Peter Hitchens: “The Tories would guillotine the Queen in Trafalgar Square for power”

By Harry Howard

Note: This interview was originally published in September 2016.


Peter Hitchens has a very public persona; he is articulate, angry, and often at best abrasive in how he articulates his arguments.

The phone rings, and my sense of trepidation builds, will the private Hitchens be a mirror image of the public version?

He answers the phone and my fears are partly quashed; his tone is friendly and becomes friendlier when he realises who I am, that polite (I hope) student journalist who said he’d call at 11am.

Yet almost as quickly they disappeared, my fears return as he begins to answer my first question, immediate flashbacks to numerous Youtube eviscerations fill my head, will I be next?

The question is about his early life, how he went from being a Marxist atheist to a conservative Christian.

The answer is, he says in a tired tone, one that he has given many times: “I’ve been asked this question so many times, it’s now sort of a standard answer. I grew up.”

He asserts that it’s not interesting that he ‘grew up’, instead, the question we should be asking is why have so many people not grown up?

“You get people now in their 60s and probably 70s cramming themselves into jeans and going to Rolling Stones concerts, that’s much more interesting than the fact that I did something which is a cliché of history and human life.”

“We live in a world of Peter Pans, they’ve still got the tastes, objectives and cultural attitudes of people in their late teens,” he says.

He does have a point, but to seemingly dismiss all opinions besides your own as ones which are held as a consequence of not having “grown up” is, to put it mildly, slightly unfair.

We move onto the controversy over the rising tide of censorship – such as in the form of so-called ‘No-Platforming’ – by students’ unions on university campuses.

I tell him that I’m pessimistic about society’s ability to turn the tide because – as can be seen with the Government’s PREVENT bill – it now runs so deep.

He responds, rather depressingly, that the issue of campus censorship is: “One of the many things happening at the moment in our society which convinces me that there isn’t any hope of recovery or reform.”

One of the contributory factors, he says, is the general decline in education; schools now create “conformists rather than thinkers, they teach people what to think rather than how to think.”

“The institutions nowadays called universities are not those recognisable to anyone who went to university 60 or 70 years ago where these were small, highly selective kingdoms of the mind, where nobody went unless they were qualified to think and discuss difficult ideas.

☆ ☆ ☆ ☆ ☆

* Directions:
a. In the Peter Hitchens interview, what time had the student journalist said he would call?
b. Reproduce the part of the Peter Hitchens interview starting at "The answer is, he" and ending at "mildly, slightly unfair.".

* Data excerpt:
☆ ☆ ☆ ☆ ☆

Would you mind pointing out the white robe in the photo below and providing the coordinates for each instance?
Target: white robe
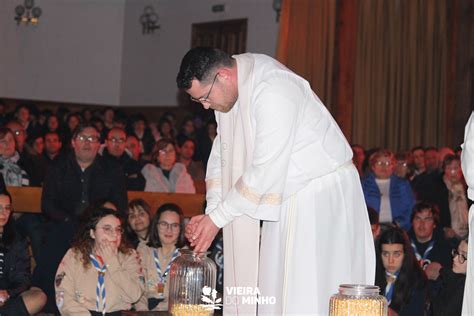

☆ ☆ ☆ ☆ ☆

* Expected responses:
a. 11am

b.
The answer is, he says in a tired tone, one that he has given many times: “I’ve been asked this question so many times, it’s now sort of a standard answer. I grew up.”

He asserts that it’s not interesting that he ‘grew up’, instead, the question we should be asking is why have so many people not grown up?

“You get people now in their 60s and probably 70s cramming themselves into jeans and going to Rolling Stones concerts, that’s much more interesting than the fact that I did something which is a cliché of history and human life.”

“We live in a world of Peter Pans, they’ve still got the tastes, objectives and cultural attitudes of people in their late teens,” he says.

He does have a point, but to seemingly dismiss all opinions besides your own as ones which are held as a consequence of not having “grown up” is, to put it mildly, slightly unfair.